> [Exercise requirements]: Check every line of the data for the word "vase", and copy those that have it.

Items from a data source
★ ★ ★
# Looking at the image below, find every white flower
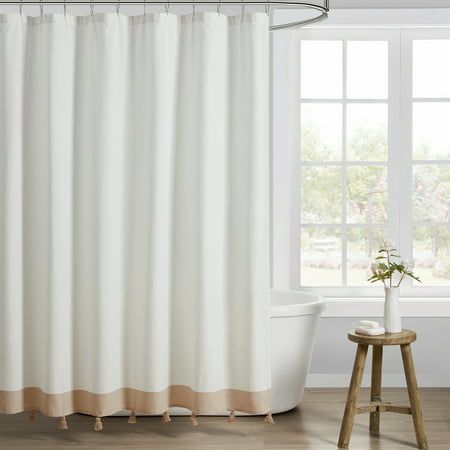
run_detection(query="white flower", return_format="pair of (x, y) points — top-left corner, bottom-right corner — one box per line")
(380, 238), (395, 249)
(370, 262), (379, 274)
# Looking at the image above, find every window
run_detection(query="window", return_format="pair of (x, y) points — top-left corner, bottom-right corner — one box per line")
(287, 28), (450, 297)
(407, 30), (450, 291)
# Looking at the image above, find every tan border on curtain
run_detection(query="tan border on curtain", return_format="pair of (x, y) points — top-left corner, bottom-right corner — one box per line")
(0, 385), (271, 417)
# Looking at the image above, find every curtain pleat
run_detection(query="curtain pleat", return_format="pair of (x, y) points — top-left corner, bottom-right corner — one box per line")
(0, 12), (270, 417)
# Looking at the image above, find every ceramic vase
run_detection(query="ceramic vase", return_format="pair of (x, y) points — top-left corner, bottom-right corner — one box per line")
★ ★ ★
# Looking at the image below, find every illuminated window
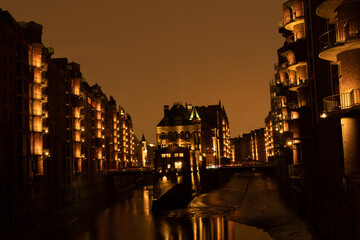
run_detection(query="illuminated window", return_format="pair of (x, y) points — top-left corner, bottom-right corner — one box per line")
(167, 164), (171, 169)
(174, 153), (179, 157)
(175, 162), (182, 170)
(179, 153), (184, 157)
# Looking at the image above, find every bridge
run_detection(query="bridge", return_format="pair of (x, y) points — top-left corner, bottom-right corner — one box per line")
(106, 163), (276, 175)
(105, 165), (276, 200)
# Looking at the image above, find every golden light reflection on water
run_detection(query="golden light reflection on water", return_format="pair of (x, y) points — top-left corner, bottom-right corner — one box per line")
★ ★ ★
> [Result of the exercise]:
# Looking at the image above, find every ceramic vase
run_detection(query="ceramic vase", return_format="pair of (x, y) points — top-left corner, bottom-right corner — one box per line")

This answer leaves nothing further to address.